Task input -

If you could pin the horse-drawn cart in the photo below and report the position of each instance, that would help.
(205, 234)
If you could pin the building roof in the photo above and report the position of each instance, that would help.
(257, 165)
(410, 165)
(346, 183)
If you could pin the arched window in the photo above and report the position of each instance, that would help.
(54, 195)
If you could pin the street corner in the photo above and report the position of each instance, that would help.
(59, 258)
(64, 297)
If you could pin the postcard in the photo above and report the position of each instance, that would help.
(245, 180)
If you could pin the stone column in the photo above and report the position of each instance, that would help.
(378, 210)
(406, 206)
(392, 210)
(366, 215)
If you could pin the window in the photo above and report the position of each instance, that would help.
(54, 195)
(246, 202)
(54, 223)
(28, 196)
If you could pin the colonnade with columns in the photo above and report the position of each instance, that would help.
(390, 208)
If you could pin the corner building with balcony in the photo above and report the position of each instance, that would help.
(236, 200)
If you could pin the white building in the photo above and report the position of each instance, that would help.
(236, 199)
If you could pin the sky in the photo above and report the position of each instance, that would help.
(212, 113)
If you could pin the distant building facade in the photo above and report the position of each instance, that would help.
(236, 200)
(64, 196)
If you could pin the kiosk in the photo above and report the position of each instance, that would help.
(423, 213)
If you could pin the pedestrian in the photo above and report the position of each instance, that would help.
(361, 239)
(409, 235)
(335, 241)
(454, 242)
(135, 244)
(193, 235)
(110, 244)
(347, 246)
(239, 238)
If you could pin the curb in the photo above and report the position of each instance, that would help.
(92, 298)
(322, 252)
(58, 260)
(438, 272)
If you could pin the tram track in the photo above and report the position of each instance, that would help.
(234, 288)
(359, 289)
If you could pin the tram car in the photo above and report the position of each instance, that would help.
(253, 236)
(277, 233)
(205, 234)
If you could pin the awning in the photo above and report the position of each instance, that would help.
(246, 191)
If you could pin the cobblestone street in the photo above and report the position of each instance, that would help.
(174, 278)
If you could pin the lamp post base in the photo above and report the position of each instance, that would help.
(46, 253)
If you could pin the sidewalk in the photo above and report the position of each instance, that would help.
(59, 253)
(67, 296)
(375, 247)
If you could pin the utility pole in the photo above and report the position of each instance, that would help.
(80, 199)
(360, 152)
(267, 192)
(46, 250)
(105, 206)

Stated problem -
Render the lines of the listing, starting at the line that contains "If you could pin the utility" and ending at the final line of the listing, as a JSON list of strings with one string per line and blank lines left out.

Final result -
[
  "If you could pin the utility pole in the photo above and report the position of each instance, that would help.",
  "(80, 199)",
  "(360, 152)",
  "(267, 192)",
  "(46, 250)",
  "(105, 206)"
]